Dataset records about where objects are located
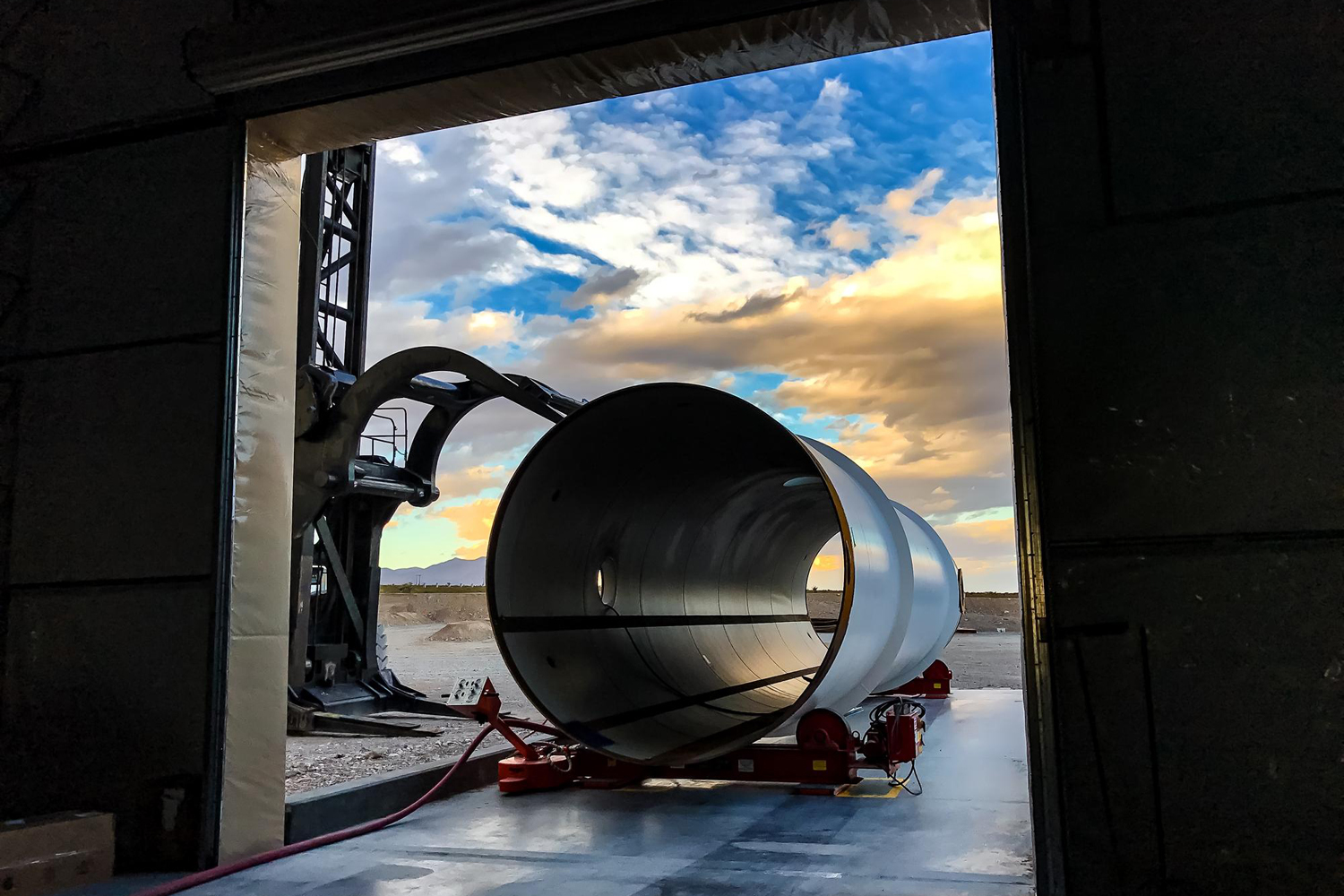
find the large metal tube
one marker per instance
(648, 573)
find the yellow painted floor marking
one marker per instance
(878, 788)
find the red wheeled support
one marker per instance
(825, 759)
(521, 774)
(935, 684)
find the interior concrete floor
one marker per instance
(968, 833)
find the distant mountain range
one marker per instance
(454, 571)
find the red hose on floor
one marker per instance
(303, 847)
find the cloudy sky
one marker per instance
(820, 241)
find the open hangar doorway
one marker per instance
(531, 241)
(824, 39)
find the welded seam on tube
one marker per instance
(694, 700)
(577, 624)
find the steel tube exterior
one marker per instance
(648, 582)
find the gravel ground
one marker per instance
(976, 661)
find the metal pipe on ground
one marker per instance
(648, 570)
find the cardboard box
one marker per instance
(45, 853)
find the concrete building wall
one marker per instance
(1174, 199)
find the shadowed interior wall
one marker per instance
(1172, 191)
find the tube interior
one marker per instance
(648, 573)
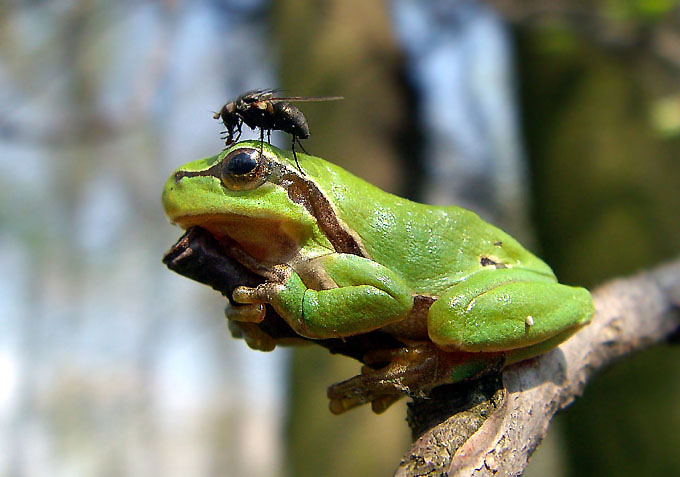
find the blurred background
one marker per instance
(557, 120)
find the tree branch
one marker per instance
(499, 427)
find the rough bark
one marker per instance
(500, 425)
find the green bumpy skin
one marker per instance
(342, 257)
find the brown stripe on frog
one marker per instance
(306, 193)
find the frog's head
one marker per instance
(254, 195)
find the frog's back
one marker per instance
(431, 247)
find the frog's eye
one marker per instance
(243, 169)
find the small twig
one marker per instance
(630, 314)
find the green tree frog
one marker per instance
(340, 257)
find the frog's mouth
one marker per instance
(267, 240)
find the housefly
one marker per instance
(263, 109)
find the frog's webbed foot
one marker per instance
(243, 323)
(410, 371)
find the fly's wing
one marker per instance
(292, 99)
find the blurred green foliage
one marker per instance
(606, 203)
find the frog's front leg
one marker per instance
(506, 310)
(333, 295)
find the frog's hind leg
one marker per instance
(390, 374)
(504, 309)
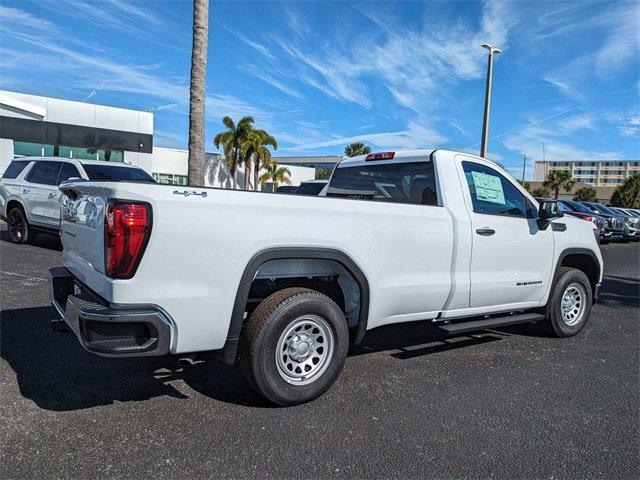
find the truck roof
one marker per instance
(398, 156)
(81, 161)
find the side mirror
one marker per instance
(549, 209)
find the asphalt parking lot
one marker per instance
(510, 403)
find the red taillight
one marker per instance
(127, 226)
(380, 156)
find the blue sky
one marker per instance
(319, 75)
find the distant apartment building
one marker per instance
(597, 173)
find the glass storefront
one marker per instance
(170, 179)
(25, 149)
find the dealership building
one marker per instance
(32, 125)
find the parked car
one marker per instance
(614, 221)
(29, 195)
(286, 189)
(391, 241)
(632, 222)
(311, 187)
(574, 209)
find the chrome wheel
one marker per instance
(17, 225)
(304, 350)
(573, 304)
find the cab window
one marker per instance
(66, 172)
(44, 173)
(492, 194)
(15, 168)
(400, 182)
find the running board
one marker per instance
(495, 322)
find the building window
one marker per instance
(27, 149)
(170, 179)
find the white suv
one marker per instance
(29, 195)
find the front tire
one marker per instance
(294, 346)
(571, 302)
(19, 229)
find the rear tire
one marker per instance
(294, 346)
(571, 301)
(19, 229)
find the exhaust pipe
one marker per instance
(188, 360)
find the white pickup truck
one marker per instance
(285, 283)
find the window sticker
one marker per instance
(488, 188)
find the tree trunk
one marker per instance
(256, 168)
(197, 94)
(247, 173)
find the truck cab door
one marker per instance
(511, 257)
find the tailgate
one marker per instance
(82, 214)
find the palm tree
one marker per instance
(559, 179)
(276, 175)
(357, 148)
(256, 148)
(197, 95)
(232, 140)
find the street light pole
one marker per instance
(487, 99)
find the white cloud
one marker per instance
(13, 17)
(530, 141)
(96, 71)
(622, 47)
(414, 136)
(261, 49)
(631, 126)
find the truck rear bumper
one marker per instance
(104, 329)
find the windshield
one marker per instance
(112, 173)
(604, 209)
(310, 188)
(578, 207)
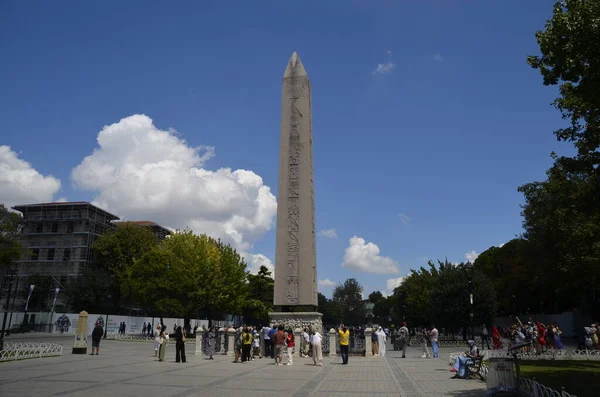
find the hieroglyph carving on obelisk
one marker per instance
(295, 258)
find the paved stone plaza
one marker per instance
(130, 369)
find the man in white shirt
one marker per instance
(315, 341)
(433, 337)
(267, 339)
(306, 338)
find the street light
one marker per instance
(9, 277)
(469, 266)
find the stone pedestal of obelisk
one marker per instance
(295, 297)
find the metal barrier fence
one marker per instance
(26, 350)
(357, 344)
(581, 355)
(221, 342)
(140, 338)
(531, 388)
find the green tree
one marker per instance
(561, 218)
(520, 281)
(450, 301)
(570, 58)
(349, 297)
(40, 295)
(91, 291)
(412, 296)
(10, 225)
(375, 297)
(116, 250)
(333, 314)
(561, 214)
(383, 309)
(260, 297)
(187, 275)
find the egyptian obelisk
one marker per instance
(295, 297)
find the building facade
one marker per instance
(160, 232)
(59, 238)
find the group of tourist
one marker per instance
(540, 336)
(161, 340)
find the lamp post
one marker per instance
(9, 277)
(56, 291)
(470, 268)
(25, 319)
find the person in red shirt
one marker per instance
(290, 345)
(279, 344)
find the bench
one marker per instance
(474, 367)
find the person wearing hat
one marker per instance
(96, 337)
(461, 361)
(403, 338)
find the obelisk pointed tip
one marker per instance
(295, 67)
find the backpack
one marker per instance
(402, 335)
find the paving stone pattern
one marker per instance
(129, 369)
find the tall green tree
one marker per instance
(116, 251)
(188, 275)
(440, 295)
(260, 297)
(40, 296)
(349, 296)
(333, 313)
(412, 297)
(570, 58)
(10, 225)
(91, 291)
(561, 218)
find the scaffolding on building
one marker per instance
(58, 239)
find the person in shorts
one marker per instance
(96, 336)
(280, 344)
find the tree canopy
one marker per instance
(10, 225)
(349, 297)
(187, 275)
(260, 297)
(116, 251)
(440, 295)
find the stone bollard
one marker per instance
(199, 333)
(221, 335)
(297, 342)
(231, 342)
(369, 343)
(332, 345)
(80, 345)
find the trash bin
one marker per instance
(501, 377)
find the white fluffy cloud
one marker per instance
(327, 283)
(394, 283)
(471, 256)
(20, 183)
(142, 172)
(384, 68)
(329, 233)
(364, 257)
(405, 219)
(255, 261)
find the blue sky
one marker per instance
(426, 118)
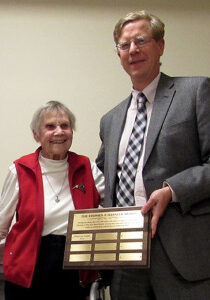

Description of the task
Which lines in the records above contain the word "window"? Report each of those lines in full.

Problem solution
find the cab window
find the building window
find the window sticker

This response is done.